Fonte>
----------------------------------------

Cada um desses poderes amplia as habilidades dos nossos heróis de maneiras únicas. Com o elefante, você pode quebrar blocos ou bater em inimigos com sua tromba. Com as bolhas, você pode derrotar inimigos através das paredes, ou ainda criar plataformas temporárias em qualquer lugar da fase. Já a broca te permite perfurar o solo ou se prender ao teto de determinados cenários. Embora existam fases claramente pensadas para o uso de cada um desses potencializadores, Wonder oferece ao jogador a liberdade de carregá-los para qualquer fase do jogo. Isso amplia enormemente o fator replay do jogo, já que você pode encontrar caminhos escondidos mais facilmente com a ajuda de certos itens.
Um segundo elemento que traz uma variedade ainda maior para Super Mario Bros. Wonder são as insígnias. Essa mecânica inteiramente inédita na série possibilita liberar uma atividade passiva ou ativa que pode ser equipada no início de cada fase. Categorizadas em três tipos diferentes (insígnias de ação, insígnias e poder e insígnias avançadas), elas podem modificar enormemente os controles do jogador, ou ainda podem oferecer alguma vantagem extremamente necessária para determinadas fases.

----------------------------------------

Conjunto de registros>
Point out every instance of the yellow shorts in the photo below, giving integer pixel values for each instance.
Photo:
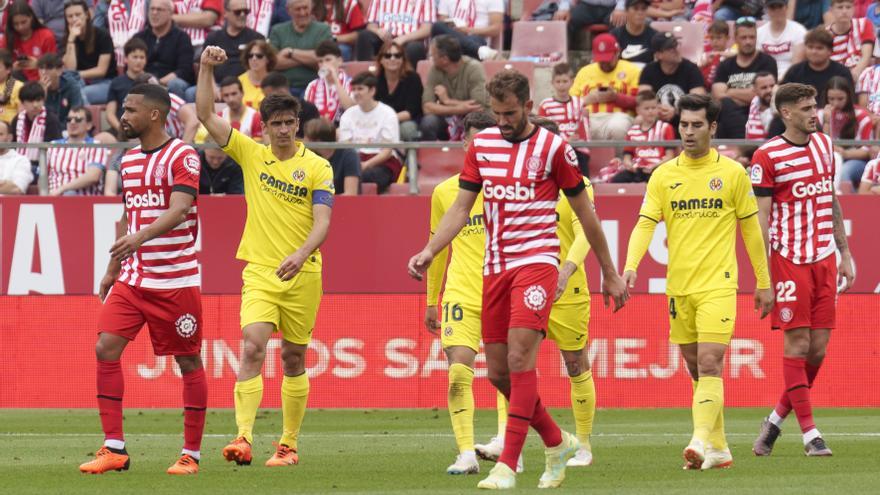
(291, 306)
(702, 317)
(460, 324)
(569, 325)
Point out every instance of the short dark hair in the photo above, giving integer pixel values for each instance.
(134, 45)
(274, 104)
(478, 120)
(791, 93)
(320, 130)
(509, 82)
(50, 61)
(275, 80)
(819, 36)
(232, 81)
(32, 91)
(365, 78)
(448, 46)
(155, 95)
(328, 47)
(696, 103)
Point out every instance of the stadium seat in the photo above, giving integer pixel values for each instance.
(539, 39)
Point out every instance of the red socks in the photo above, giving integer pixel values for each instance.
(526, 409)
(798, 390)
(111, 387)
(784, 405)
(195, 401)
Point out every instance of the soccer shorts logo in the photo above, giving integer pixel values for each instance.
(186, 326)
(535, 298)
(786, 315)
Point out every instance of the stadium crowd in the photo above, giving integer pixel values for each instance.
(384, 72)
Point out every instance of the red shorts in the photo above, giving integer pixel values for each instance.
(174, 317)
(806, 295)
(517, 298)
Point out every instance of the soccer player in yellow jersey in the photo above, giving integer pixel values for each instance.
(289, 194)
(702, 196)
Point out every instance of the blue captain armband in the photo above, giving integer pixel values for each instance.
(322, 198)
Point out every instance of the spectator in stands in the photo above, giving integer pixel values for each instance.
(296, 42)
(670, 76)
(135, 62)
(731, 10)
(73, 171)
(330, 92)
(456, 86)
(15, 169)
(34, 123)
(853, 38)
(345, 161)
(640, 161)
(89, 51)
(818, 67)
(635, 36)
(407, 22)
(64, 88)
(608, 88)
(719, 38)
(9, 88)
(371, 121)
(220, 175)
(473, 22)
(169, 49)
(27, 38)
(761, 112)
(781, 38)
(234, 35)
(345, 19)
(260, 58)
(735, 80)
(400, 87)
(51, 14)
(843, 119)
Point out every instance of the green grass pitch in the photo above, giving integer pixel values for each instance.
(407, 451)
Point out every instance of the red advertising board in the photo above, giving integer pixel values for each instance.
(370, 350)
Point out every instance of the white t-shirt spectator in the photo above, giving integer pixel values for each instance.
(379, 125)
(16, 168)
(781, 47)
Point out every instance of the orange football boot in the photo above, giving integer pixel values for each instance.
(284, 456)
(239, 450)
(106, 460)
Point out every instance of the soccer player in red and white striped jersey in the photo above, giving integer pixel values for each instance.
(520, 170)
(159, 280)
(793, 177)
(853, 37)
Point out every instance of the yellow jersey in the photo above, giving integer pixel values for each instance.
(279, 200)
(701, 201)
(464, 275)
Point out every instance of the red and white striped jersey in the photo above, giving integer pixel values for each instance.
(520, 182)
(148, 178)
(399, 17)
(325, 97)
(649, 156)
(848, 46)
(67, 164)
(800, 180)
(570, 116)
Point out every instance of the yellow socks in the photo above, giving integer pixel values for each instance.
(707, 406)
(248, 395)
(294, 396)
(583, 405)
(461, 405)
(501, 405)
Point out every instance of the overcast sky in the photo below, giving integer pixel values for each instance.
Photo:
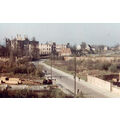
(74, 33)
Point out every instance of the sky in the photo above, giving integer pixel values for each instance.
(62, 33)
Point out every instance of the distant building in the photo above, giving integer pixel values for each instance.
(53, 48)
(45, 49)
(22, 46)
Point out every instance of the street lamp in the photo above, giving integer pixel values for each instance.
(75, 64)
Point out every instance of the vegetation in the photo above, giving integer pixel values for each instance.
(25, 93)
(23, 67)
(88, 66)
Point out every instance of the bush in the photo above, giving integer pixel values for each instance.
(39, 72)
(103, 66)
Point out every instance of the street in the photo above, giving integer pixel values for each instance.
(67, 80)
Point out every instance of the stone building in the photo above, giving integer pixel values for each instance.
(55, 49)
(22, 46)
(45, 49)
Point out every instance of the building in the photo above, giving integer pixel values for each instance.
(53, 48)
(65, 52)
(22, 46)
(45, 49)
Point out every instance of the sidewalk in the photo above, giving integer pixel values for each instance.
(84, 83)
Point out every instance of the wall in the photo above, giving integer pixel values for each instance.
(99, 83)
(103, 84)
(108, 59)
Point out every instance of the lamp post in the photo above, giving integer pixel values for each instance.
(51, 66)
(75, 76)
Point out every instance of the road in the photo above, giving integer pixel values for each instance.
(67, 81)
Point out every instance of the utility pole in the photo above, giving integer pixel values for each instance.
(51, 66)
(75, 63)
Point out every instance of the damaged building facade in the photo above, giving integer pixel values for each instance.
(21, 47)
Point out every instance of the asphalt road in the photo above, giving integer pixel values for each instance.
(67, 81)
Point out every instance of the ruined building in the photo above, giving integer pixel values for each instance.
(22, 47)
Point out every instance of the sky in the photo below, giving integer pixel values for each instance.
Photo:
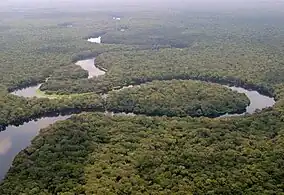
(198, 4)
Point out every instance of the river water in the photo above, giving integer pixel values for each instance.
(14, 139)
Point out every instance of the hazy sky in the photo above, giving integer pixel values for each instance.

----------------------------------------

Objetivo>
Transcreva na íntegra, sem qualquer alteração, o texto sobre Super Mario Bros. Wonder.

Resposta do exercício>
Cada um desses poderes amplia as habilidades dos nossos heróis de maneiras únicas. Com o elefante, você pode quebrar blocos ou bater em inimigos com sua tromba. Com as bolhas, você pode derrotar inimigos através das paredes, ou ainda criar plataformas temporárias em qualquer lugar da fase. Já a broca te permite perfurar o solo ou se prender ao teto de determinados cenários. Embora existam fases claramente pensadas para o uso de cada um desses potencializadores, Wonder oferece ao jogador a liberdade de carregá-los para qualquer fase do jogo. Isso amplia enormemente o fator replay do jogo, já que você pode encontrar caminhos escondidos mais facilmente com a ajuda de certos itens.
Um segundo elemento que traz uma variedade ainda maior para Super Mario Bros. Wonder são as insígnias. Essa mecânica inteiramente inédita na série possibilita liberar uma atividade passiva ou ativa que pode ser equipada no início de cada fase. Categorizadas em três tipos diferentes (insígnias de ação, insígnias e poder e insígnias avançadas), elas podem modificar enormemente os controles do jogador, ou ainda podem oferecer alguma vantagem extremamente necessária para determinadas fases.